Stored records:
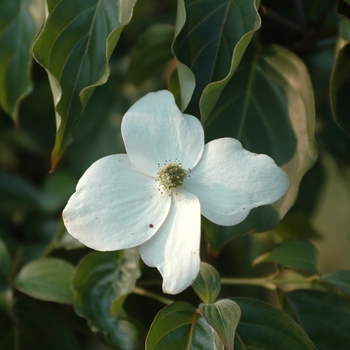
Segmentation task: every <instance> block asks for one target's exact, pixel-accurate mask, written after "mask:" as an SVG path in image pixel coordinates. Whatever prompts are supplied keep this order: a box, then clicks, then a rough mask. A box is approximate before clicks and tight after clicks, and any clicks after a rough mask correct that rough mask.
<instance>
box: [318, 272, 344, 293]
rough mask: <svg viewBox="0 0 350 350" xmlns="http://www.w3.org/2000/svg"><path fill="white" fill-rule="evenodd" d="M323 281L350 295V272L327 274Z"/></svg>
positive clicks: (341, 272)
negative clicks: (336, 287)
mask: <svg viewBox="0 0 350 350" xmlns="http://www.w3.org/2000/svg"><path fill="white" fill-rule="evenodd" d="M321 281H325V282H327V283H330V284H333V285H334V286H337V287H338V288H340V289H342V290H343V291H344V292H345V293H347V294H349V295H350V270H346V271H335V272H331V273H327V275H324V276H322V278H321Z"/></svg>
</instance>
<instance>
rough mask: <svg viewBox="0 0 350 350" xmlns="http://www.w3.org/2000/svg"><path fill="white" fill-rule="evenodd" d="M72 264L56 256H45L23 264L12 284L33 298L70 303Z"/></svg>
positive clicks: (43, 299) (57, 302)
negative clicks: (36, 259)
mask: <svg viewBox="0 0 350 350" xmlns="http://www.w3.org/2000/svg"><path fill="white" fill-rule="evenodd" d="M72 276H73V265H71V264H69V263H67V262H66V261H64V260H61V259H57V258H45V259H39V260H35V261H32V262H30V263H29V264H27V265H25V266H24V267H23V268H22V269H21V270H20V272H19V273H18V275H17V276H16V278H15V281H14V283H13V286H14V287H15V288H17V289H19V290H20V291H21V292H22V293H25V294H27V295H29V296H31V297H33V298H37V299H40V300H46V301H54V302H56V303H67V304H69V303H72V297H73V293H72V290H71V289H70V283H71V279H72Z"/></svg>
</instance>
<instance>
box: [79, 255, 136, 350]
mask: <svg viewBox="0 0 350 350" xmlns="http://www.w3.org/2000/svg"><path fill="white" fill-rule="evenodd" d="M138 263H139V255H138V251H137V249H136V250H135V249H130V250H125V251H118V252H106V253H100V252H94V253H91V254H89V255H87V256H86V257H85V258H84V259H83V260H82V261H81V262H80V264H79V265H78V267H77V270H76V273H75V275H74V278H73V290H74V308H75V311H76V313H77V314H78V315H80V316H82V317H85V318H87V319H88V321H89V325H90V327H91V329H92V330H93V331H94V332H96V331H101V332H103V333H104V334H105V335H106V337H107V339H108V340H109V341H110V342H111V343H112V344H113V345H116V346H118V347H119V348H121V349H130V350H131V349H135V348H139V347H140V331H139V328H138V326H137V324H136V323H135V321H133V320H131V319H129V318H127V317H120V318H116V317H115V316H112V311H113V314H116V313H118V312H121V311H122V310H121V309H120V308H121V305H120V304H118V307H119V309H118V310H116V309H114V310H112V307H113V303H116V302H117V303H118V300H119V301H124V298H125V297H126V296H127V295H128V294H129V293H130V292H131V291H132V289H133V288H134V285H135V281H136V279H137V278H138V277H139V276H140V270H139V267H138Z"/></svg>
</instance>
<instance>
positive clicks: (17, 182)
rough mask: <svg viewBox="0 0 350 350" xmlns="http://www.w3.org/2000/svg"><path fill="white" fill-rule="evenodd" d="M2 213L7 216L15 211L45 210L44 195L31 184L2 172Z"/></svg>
mask: <svg viewBox="0 0 350 350" xmlns="http://www.w3.org/2000/svg"><path fill="white" fill-rule="evenodd" d="M0 197H1V201H0V212H3V213H6V214H7V215H9V214H12V213H13V212H15V211H19V210H20V211H32V210H40V209H42V210H44V198H43V195H42V193H40V192H39V190H38V189H37V188H36V187H34V186H33V185H32V184H31V183H30V182H28V181H26V180H24V179H22V178H20V177H18V176H15V175H10V174H6V173H1V172H0Z"/></svg>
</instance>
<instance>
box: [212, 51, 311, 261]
mask: <svg viewBox="0 0 350 350" xmlns="http://www.w3.org/2000/svg"><path fill="white" fill-rule="evenodd" d="M314 124H315V107H314V96H313V90H312V85H311V81H310V78H309V75H308V72H307V69H306V67H305V65H304V63H303V62H302V61H301V60H300V59H299V58H298V57H297V56H296V55H294V54H293V53H292V52H290V51H288V50H287V49H285V48H282V47H280V46H276V45H273V46H269V47H266V48H264V49H263V50H260V49H259V48H257V49H255V48H254V47H253V46H250V47H249V49H248V50H247V51H246V54H245V56H244V58H243V60H242V62H241V65H240V66H239V68H238V69H237V71H236V73H235V75H234V76H233V77H232V78H231V80H230V82H229V83H228V84H227V85H226V87H225V89H224V90H223V92H222V94H221V96H220V98H219V100H218V102H217V103H216V105H215V107H214V109H213V111H212V113H211V116H210V118H209V119H208V122H207V124H206V141H210V140H213V139H217V138H221V137H233V138H236V139H238V140H240V141H241V142H242V144H243V147H244V148H246V149H248V150H249V151H251V152H255V153H264V154H267V155H269V156H270V157H272V158H273V159H274V160H275V162H276V163H277V164H278V165H279V166H281V167H282V169H283V170H285V171H286V172H287V174H288V175H289V179H290V183H291V184H290V188H289V190H288V192H287V194H286V195H285V196H284V197H282V199H281V200H279V201H278V202H276V203H274V204H272V205H269V206H262V207H259V208H256V209H253V210H252V211H251V212H250V214H249V216H248V217H247V219H246V220H244V221H243V222H242V223H240V224H238V225H236V226H234V227H231V228H223V229H220V231H219V232H218V233H217V234H210V232H209V235H208V234H207V232H206V239H207V241H208V243H209V246H210V250H211V251H212V254H213V255H215V254H217V252H218V251H220V250H221V249H222V247H223V246H224V245H225V244H226V243H227V242H228V241H229V240H230V239H233V238H234V237H237V236H239V235H242V234H245V233H253V232H264V231H268V230H270V229H271V228H272V227H274V226H275V225H276V224H277V223H278V221H279V220H280V219H281V218H282V217H283V216H284V215H285V213H286V212H287V211H288V210H289V208H290V207H291V205H292V204H293V203H294V201H295V198H296V196H297V193H298V189H299V183H300V181H301V179H302V177H303V175H304V174H305V172H306V171H307V170H308V169H309V168H310V167H311V166H312V165H313V164H314V162H315V160H316V154H317V151H316V142H315V139H314Z"/></svg>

Goal of the exercise
Output the listing as a Markdown table with two columns, Nr for the row number and Line for the line itself. Skip blank lines and leave the pictures out.

Task result
| Nr | Line |
|---|---|
| 1 | Segmentation task: every <instance> block asks for one target's exact, pixel-accurate mask, written after "mask:" as an SVG path in image pixel coordinates. Whatever prompts are supplied keep this order: a box, then clicks, then a rough mask. A box is approximate before clicks and tight after clicks, and any clicks after a rough mask correct that rough mask. |
| 2 | <instance> |
| 3 | box: [318, 272, 344, 293] |
| 4 | rough mask: <svg viewBox="0 0 350 350" xmlns="http://www.w3.org/2000/svg"><path fill="white" fill-rule="evenodd" d="M323 281L350 295V272L327 274Z"/></svg> |
| 5 | positive clicks: (341, 272) |
| 6 | negative clicks: (336, 287) |
| 7 | mask: <svg viewBox="0 0 350 350" xmlns="http://www.w3.org/2000/svg"><path fill="white" fill-rule="evenodd" d="M321 281H325V282H327V283H330V284H333V285H334V286H337V287H338V288H340V289H342V290H343V291H344V292H345V293H347V294H349V295H350V270H346V271H335V272H331V273H327V275H324V276H322V278H321Z"/></svg> |
| 8 | </instance> |
| 9 | <instance> |
| 10 | rough mask: <svg viewBox="0 0 350 350" xmlns="http://www.w3.org/2000/svg"><path fill="white" fill-rule="evenodd" d="M72 264L56 256H45L23 264L12 284L33 298L70 303Z"/></svg> |
| 11 | positive clicks: (43, 299) (57, 302) |
| 12 | negative clicks: (36, 259) |
| 13 | mask: <svg viewBox="0 0 350 350" xmlns="http://www.w3.org/2000/svg"><path fill="white" fill-rule="evenodd" d="M72 276H73V265H71V264H69V263H67V262H66V261H64V260H61V259H57V258H45V259H39V260H35V261H32V262H30V263H29V264H27V265H25V266H24V267H23V268H22V269H21V270H20V272H19V273H18V275H17V276H16V278H15V281H14V283H13V286H14V287H15V288H17V289H19V290H20V291H21V292H22V293H25V294H27V295H29V296H31V297H33V298H37V299H40V300H46V301H54V302H56V303H67V304H69V303H72V297H73V293H72V290H71V289H70V283H71V279H72Z"/></svg> |
| 14 | </instance> |
| 15 | <instance> |
| 16 | box: [79, 255, 136, 350] |
| 17 | mask: <svg viewBox="0 0 350 350" xmlns="http://www.w3.org/2000/svg"><path fill="white" fill-rule="evenodd" d="M138 263H139V255H138V251H137V249H136V250H135V249H130V250H125V251H118V252H106V253H100V252H94V253H91V254H89V255H87V256H86V257H85V258H84V259H83V260H82V261H81V262H80V264H79V265H78V267H77V270H76V273H75V275H74V278H73V290H74V308H75V311H76V313H77V314H78V315H80V316H82V317H85V318H87V319H88V321H89V325H90V327H91V329H92V330H93V331H94V332H96V331H101V332H103V333H104V334H105V335H106V337H107V339H108V340H109V341H110V342H111V343H112V344H113V345H116V346H118V347H119V348H121V349H130V350H131V349H135V348H139V347H140V331H139V328H138V326H137V324H136V323H135V321H133V320H131V319H129V318H127V317H120V318H116V317H115V316H112V311H113V314H116V313H118V312H121V311H122V310H121V309H120V308H121V305H120V304H118V307H119V309H118V310H116V309H114V310H112V307H113V303H116V302H117V303H118V300H119V301H124V298H125V297H126V296H127V295H128V294H129V293H130V292H131V291H132V289H133V288H134V285H135V281H136V279H137V278H138V277H139V276H140V270H139V267H138Z"/></svg> |
| 18 | </instance> |
| 19 | <instance> |
| 20 | positive clicks: (17, 182) |
| 21 | rough mask: <svg viewBox="0 0 350 350" xmlns="http://www.w3.org/2000/svg"><path fill="white" fill-rule="evenodd" d="M2 213L7 216L15 211L45 210L44 195L31 184L2 172Z"/></svg> |
| 22 | mask: <svg viewBox="0 0 350 350" xmlns="http://www.w3.org/2000/svg"><path fill="white" fill-rule="evenodd" d="M0 197H1V201H0V212H3V213H6V214H7V215H9V214H12V213H13V212H15V211H19V210H20V211H32V210H40V209H42V210H44V198H43V195H42V193H40V192H39V190H38V189H37V188H36V187H34V186H33V185H32V184H31V183H30V182H28V181H26V180H24V179H22V178H20V177H18V176H15V175H10V174H6V173H1V172H0Z"/></svg> |
| 23 | </instance> |
| 24 | <instance> |
| 25 | box: [212, 51, 311, 261] |
| 26 | mask: <svg viewBox="0 0 350 350" xmlns="http://www.w3.org/2000/svg"><path fill="white" fill-rule="evenodd" d="M314 124H315V107H314V96H313V90H312V85H311V81H310V78H309V75H308V72H307V69H306V67H305V65H304V63H303V62H302V61H301V60H300V59H299V58H298V57H297V56H296V55H294V54H293V53H292V52H290V51H288V50H287V49H285V48H282V47H280V46H276V45H273V46H269V47H266V48H264V49H263V50H260V49H259V48H257V49H255V48H254V47H253V46H250V47H249V49H248V50H247V51H246V54H245V56H244V58H243V60H242V62H241V65H240V66H239V68H238V69H237V71H236V73H235V75H234V76H233V77H232V78H231V80H230V82H229V83H228V84H227V85H226V87H225V89H224V90H223V92H222V94H221V96H220V98H219V100H218V102H217V103H216V105H215V107H214V109H213V111H212V113H211V116H210V118H209V119H208V122H207V124H206V141H210V140H213V139H217V138H221V137H233V138H236V139H238V140H240V141H241V142H242V144H243V147H244V148H246V149H248V150H249V151H251V152H255V153H264V154H267V155H269V156H270V157H272V158H273V159H274V160H275V162H276V163H277V164H278V165H279V166H281V167H282V169H283V170H285V171H286V172H287V174H288V175H289V179H290V183H291V184H290V188H289V190H288V192H287V194H286V195H285V196H284V197H282V199H281V200H279V201H278V202H276V203H274V204H272V205H269V206H262V207H259V208H256V209H253V210H252V211H251V212H250V214H249V216H248V217H247V219H246V220H244V221H243V222H242V223H240V224H238V225H236V226H234V227H231V228H223V229H220V231H219V232H218V233H217V234H210V232H209V235H208V234H207V232H206V239H207V241H208V243H209V246H210V250H211V251H212V254H213V255H215V254H217V252H218V251H220V250H221V249H222V247H223V246H224V245H225V244H226V243H227V242H228V241H229V240H230V239H233V238H234V237H237V236H239V235H242V234H245V233H253V232H264V231H268V230H270V229H271V228H272V227H274V226H275V225H276V224H277V223H278V221H279V220H280V219H281V218H282V217H283V216H284V215H285V213H286V212H287V211H288V210H289V208H290V207H291V205H292V204H293V203H294V201H295V198H296V196H297V193H298V189H299V183H300V181H301V179H302V177H303V175H304V174H305V172H306V171H307V170H308V169H309V168H310V167H311V166H312V165H313V164H314V162H315V160H316V154H317V151H316V142H315V139H314Z"/></svg> |